-- start LISTING --

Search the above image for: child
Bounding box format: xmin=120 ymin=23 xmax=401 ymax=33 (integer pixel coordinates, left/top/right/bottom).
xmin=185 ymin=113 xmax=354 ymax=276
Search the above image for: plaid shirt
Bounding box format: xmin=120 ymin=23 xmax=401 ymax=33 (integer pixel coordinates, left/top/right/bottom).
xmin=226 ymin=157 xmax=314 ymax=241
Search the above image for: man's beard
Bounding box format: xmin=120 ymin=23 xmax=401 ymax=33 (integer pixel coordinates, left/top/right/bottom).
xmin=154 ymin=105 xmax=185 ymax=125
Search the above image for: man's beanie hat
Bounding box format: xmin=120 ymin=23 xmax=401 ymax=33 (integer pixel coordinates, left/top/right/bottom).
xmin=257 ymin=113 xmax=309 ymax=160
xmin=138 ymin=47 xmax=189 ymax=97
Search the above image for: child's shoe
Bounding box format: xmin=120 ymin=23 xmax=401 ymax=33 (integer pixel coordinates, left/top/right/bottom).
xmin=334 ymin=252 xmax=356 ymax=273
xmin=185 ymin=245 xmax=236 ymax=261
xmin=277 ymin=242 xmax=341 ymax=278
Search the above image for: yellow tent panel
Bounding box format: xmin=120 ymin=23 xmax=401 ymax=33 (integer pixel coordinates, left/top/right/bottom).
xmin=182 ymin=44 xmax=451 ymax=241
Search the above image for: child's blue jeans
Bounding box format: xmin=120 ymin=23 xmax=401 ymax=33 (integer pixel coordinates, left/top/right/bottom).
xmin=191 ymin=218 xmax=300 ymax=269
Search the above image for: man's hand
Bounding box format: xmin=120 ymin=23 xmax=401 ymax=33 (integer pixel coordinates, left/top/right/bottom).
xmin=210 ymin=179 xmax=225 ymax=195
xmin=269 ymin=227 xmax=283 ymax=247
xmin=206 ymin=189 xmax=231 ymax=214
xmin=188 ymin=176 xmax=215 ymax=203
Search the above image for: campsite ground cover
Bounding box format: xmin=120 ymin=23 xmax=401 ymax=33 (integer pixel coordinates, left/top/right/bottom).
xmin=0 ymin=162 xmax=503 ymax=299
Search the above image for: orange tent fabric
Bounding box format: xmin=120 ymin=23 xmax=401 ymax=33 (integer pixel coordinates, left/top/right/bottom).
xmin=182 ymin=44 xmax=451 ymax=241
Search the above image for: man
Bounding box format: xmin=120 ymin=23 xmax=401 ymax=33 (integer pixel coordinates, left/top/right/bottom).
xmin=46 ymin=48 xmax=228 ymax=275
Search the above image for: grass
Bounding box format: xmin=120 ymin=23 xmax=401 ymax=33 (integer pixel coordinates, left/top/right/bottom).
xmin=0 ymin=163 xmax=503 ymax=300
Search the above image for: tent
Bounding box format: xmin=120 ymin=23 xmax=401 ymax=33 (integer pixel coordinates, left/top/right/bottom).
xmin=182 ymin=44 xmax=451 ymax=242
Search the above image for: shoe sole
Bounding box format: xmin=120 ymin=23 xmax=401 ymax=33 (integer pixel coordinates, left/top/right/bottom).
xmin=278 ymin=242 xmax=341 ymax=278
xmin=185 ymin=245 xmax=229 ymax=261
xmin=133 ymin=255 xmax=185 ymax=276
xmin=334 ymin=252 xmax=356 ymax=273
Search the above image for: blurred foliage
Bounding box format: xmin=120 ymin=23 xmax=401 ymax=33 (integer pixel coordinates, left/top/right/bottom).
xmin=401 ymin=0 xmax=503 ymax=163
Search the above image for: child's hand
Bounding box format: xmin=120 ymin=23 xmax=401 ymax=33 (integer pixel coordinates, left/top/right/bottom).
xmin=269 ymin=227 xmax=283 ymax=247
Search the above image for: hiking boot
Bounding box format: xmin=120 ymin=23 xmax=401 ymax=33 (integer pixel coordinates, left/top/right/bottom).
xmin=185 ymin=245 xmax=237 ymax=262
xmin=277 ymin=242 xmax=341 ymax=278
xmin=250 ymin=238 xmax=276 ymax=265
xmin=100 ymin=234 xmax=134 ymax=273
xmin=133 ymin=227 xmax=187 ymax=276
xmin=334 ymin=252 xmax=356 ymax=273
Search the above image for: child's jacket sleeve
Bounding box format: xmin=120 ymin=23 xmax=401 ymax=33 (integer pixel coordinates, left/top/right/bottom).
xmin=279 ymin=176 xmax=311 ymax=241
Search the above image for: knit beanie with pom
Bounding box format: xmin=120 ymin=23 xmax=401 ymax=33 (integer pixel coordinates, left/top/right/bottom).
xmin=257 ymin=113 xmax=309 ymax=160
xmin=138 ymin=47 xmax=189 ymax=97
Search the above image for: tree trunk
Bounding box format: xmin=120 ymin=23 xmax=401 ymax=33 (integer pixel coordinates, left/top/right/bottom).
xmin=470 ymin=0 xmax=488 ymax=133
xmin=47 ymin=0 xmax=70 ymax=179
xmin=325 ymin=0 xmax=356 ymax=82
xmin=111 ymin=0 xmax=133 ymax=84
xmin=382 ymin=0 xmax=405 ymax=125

-- end LISTING --

## WHAT TO PRODUCE
Could you copy out, word for word, the records above from their first line through the line containing "xmin=185 ymin=113 xmax=354 ymax=276", including that line?

## FULL RESPONSE
Search the above image for: child
Bounding box format: xmin=120 ymin=23 xmax=401 ymax=33 (integer pixel coordinates, left/top/right/bottom).
xmin=185 ymin=113 xmax=354 ymax=276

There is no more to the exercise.